■ What is expected: Down to the last line, reproduce the records exactly.

■ Source data:

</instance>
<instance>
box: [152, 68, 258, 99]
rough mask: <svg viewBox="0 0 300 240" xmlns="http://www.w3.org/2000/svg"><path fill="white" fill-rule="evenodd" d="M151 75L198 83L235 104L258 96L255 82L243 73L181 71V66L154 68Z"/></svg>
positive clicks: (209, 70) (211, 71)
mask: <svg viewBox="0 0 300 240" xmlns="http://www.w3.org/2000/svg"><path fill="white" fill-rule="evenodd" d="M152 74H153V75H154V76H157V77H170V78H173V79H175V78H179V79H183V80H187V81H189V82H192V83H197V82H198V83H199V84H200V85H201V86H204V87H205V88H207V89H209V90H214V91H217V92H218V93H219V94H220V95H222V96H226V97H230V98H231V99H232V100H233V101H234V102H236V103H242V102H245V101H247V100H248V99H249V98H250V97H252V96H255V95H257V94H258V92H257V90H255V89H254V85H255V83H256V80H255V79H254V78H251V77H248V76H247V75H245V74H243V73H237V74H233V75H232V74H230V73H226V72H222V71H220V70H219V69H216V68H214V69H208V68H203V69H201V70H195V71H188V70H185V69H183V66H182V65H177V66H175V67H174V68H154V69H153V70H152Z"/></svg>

■ Solved problem:
</instance>
<instance>
box: [152, 68, 258, 99]
rough mask: <svg viewBox="0 0 300 240" xmlns="http://www.w3.org/2000/svg"><path fill="white" fill-rule="evenodd" d="M151 75L198 83L235 104L258 96L255 82L243 73L181 71V66L154 68Z"/></svg>
positive clicks: (209, 70) (211, 71)
mask: <svg viewBox="0 0 300 240" xmlns="http://www.w3.org/2000/svg"><path fill="white" fill-rule="evenodd" d="M152 74H153V75H154V76H157V77H170V78H173V79H175V78H179V79H183V80H187V81H189V82H192V83H197V82H198V83H199V84H200V85H201V86H204V87H205V88H207V89H209V90H214V91H217V92H218V93H219V94H220V95H222V96H226V97H230V98H231V99H232V100H233V101H234V102H236V103H242V102H245V101H247V100H248V99H249V98H250V97H252V96H255V95H257V94H258V92H257V90H255V89H254V85H255V83H256V80H255V79H254V78H251V77H248V76H247V75H245V74H243V73H237V74H233V75H232V74H230V73H226V72H222V71H220V70H219V69H216V68H214V69H208V68H203V69H201V70H195V71H188V70H185V69H183V66H182V65H177V66H175V67H174V68H154V69H153V70H152Z"/></svg>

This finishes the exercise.